GIVEN EXERCISE A
In the forum thread about Abercrombie's books, which two titles does Steerpike name as current favorites?
[EXCERPTED TEXT start]
# Abercrombie Continued



## kayd_mon (May 6, 2014)

I just finished reading the First Law trilogy, and I enjoyed it a lot. I'm wondering if his other books are as good. I gather that they take place in the same world, but are standalone books? Anyway, just looking to see if those are worth the read. Books 2 and 3 of First Law were nearly impossible to put down. Thanks


----------



## Steerpike (May 6, 2014)

The others are better, in my view. I liked the First Law trilogy a lot, particularly books 2 and 3, but Best Served Cold and Red Country are now my favorites of his.


----------



## kayd_mon (May 7, 2014)

Good to hear. Does Glokta resurface? He grew to be one of my all-time favorite characters.


----------



## stephenspower (May 7, 2014)

I put the first book down about 25-35% of the way. I couldn't see where anything was going. Glokta's an interesting character, but at that point I was getting tired of his cheerful torture. The two soldiers were also interesting, as was the sister, but neither seemed to have any purpose. Does it get better?


----------



## kayd_mon (May 7, 2014)

The first book? No, it's not that great, and no, nothing really happens. All it does is serve as an intro to the characters. Books 2 and 3 are far better, both in terms of story and Abercrombie's craft. I stuck around because of the hype, to see if anything materialized. Books 2 and 3 paid off. By the end of the third book, you'll appreciate the first one more, because of the way it affects the story as a whole. 

There are some dark moments for sure. Cheerful torture? I don't think the way Glokta is drawn gels with that, really, but that is a discussion for another thread. Or maybe another rabbit trail that I don't feel like exploring right now.


----------
[EXCERPTED TEXT end]
GIVEN EXERCISE B
In the rows, begin at the line that has "Where can the woman's hand" and stop after the line that has "<point>16,140</point>". Write those lines out again with "wooden table" swapped for "oak table" and everything else left unchanged.
[SOURCE DATA start]
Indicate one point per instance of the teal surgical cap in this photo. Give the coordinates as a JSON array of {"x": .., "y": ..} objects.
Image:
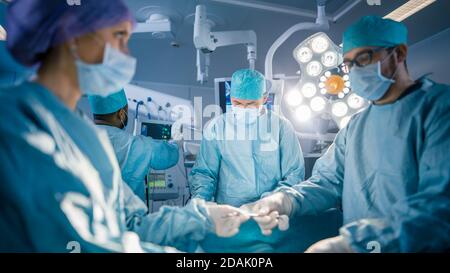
[
  {"x": 248, "y": 84},
  {"x": 375, "y": 31},
  {"x": 107, "y": 105}
]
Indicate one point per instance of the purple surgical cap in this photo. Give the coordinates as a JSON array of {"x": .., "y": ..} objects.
[{"x": 35, "y": 26}]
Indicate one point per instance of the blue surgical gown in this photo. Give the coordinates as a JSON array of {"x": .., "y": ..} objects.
[
  {"x": 239, "y": 164},
  {"x": 389, "y": 170},
  {"x": 61, "y": 184},
  {"x": 138, "y": 154}
]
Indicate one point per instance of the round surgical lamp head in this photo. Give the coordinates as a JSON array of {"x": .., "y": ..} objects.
[{"x": 2, "y": 33}]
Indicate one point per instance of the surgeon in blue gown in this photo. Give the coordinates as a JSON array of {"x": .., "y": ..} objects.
[
  {"x": 246, "y": 153},
  {"x": 136, "y": 154},
  {"x": 11, "y": 72},
  {"x": 389, "y": 168},
  {"x": 60, "y": 180}
]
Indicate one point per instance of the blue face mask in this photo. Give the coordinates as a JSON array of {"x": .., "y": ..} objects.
[
  {"x": 368, "y": 82},
  {"x": 116, "y": 70}
]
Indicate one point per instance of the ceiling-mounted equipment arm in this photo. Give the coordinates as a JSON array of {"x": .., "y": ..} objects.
[{"x": 321, "y": 24}]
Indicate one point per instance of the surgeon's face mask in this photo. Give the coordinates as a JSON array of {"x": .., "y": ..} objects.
[
  {"x": 116, "y": 70},
  {"x": 368, "y": 81},
  {"x": 246, "y": 115}
]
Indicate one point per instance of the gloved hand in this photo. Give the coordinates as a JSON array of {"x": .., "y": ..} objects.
[
  {"x": 331, "y": 245},
  {"x": 272, "y": 211},
  {"x": 226, "y": 219}
]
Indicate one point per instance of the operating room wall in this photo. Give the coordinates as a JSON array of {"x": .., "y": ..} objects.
[{"x": 431, "y": 56}]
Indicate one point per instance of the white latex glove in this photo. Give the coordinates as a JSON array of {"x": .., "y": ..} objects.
[
  {"x": 270, "y": 212},
  {"x": 331, "y": 245},
  {"x": 226, "y": 219}
]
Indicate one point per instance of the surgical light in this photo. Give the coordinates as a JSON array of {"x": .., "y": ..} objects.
[
  {"x": 318, "y": 104},
  {"x": 355, "y": 101},
  {"x": 334, "y": 84},
  {"x": 314, "y": 69},
  {"x": 309, "y": 90},
  {"x": 304, "y": 54},
  {"x": 319, "y": 44},
  {"x": 329, "y": 59},
  {"x": 294, "y": 98},
  {"x": 303, "y": 113},
  {"x": 339, "y": 109},
  {"x": 324, "y": 88}
]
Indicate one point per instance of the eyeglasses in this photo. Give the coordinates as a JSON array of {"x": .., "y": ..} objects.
[{"x": 364, "y": 58}]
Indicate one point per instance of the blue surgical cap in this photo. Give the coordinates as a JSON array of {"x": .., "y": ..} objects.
[
  {"x": 374, "y": 31},
  {"x": 247, "y": 84},
  {"x": 107, "y": 105},
  {"x": 35, "y": 26}
]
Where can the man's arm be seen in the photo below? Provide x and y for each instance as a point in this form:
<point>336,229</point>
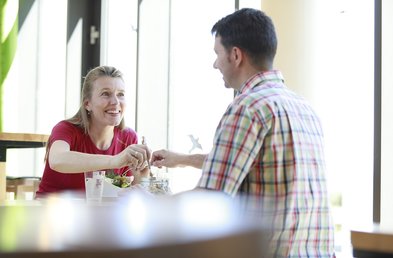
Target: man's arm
<point>170,159</point>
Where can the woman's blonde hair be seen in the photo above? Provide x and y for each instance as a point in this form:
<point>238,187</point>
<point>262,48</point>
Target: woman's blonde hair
<point>82,117</point>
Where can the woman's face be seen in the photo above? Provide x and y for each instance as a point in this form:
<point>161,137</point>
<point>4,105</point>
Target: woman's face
<point>107,103</point>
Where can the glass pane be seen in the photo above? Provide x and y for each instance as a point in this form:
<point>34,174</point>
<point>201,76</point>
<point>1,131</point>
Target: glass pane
<point>197,94</point>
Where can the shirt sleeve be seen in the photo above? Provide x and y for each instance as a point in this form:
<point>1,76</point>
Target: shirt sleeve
<point>235,148</point>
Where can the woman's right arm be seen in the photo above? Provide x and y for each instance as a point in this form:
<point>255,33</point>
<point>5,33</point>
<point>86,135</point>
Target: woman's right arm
<point>63,160</point>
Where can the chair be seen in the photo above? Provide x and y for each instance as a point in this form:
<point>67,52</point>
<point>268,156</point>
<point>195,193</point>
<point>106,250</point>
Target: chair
<point>21,186</point>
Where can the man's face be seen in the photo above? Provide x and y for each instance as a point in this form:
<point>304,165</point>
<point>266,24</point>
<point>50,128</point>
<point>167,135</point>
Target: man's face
<point>224,63</point>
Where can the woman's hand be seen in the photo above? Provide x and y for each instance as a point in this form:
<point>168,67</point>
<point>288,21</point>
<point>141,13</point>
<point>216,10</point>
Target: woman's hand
<point>135,156</point>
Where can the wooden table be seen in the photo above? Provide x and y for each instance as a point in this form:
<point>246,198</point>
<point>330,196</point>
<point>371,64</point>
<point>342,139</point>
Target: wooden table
<point>375,241</point>
<point>191,225</point>
<point>16,140</point>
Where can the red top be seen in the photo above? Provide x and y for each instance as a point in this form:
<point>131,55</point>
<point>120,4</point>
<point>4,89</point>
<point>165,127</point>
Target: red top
<point>53,181</point>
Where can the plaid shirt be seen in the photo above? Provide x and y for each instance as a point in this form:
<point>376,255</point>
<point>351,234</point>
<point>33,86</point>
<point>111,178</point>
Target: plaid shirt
<point>269,143</point>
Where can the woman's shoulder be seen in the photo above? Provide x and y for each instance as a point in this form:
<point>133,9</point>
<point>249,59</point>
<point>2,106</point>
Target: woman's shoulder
<point>64,124</point>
[SOURCE DATA end]
EXERCISE ANSWER A
Best Served Cold and Red Country.

EXERCISE ANSWER B
Where can the woman's hand be seen in the photo above? Provide x and y for each instance as a point in this form:
<point>168,67</point>
<point>288,21</point>
<point>141,13</point>
<point>216,10</point>
Target: woman's hand
<point>135,156</point>
Where can the oak table be seen in the photo above? Provide x and y for each instance as a point in this form:
<point>246,198</point>
<point>330,196</point>
<point>371,64</point>
<point>342,139</point>
Target: oak table
<point>375,241</point>
<point>191,225</point>
<point>16,140</point>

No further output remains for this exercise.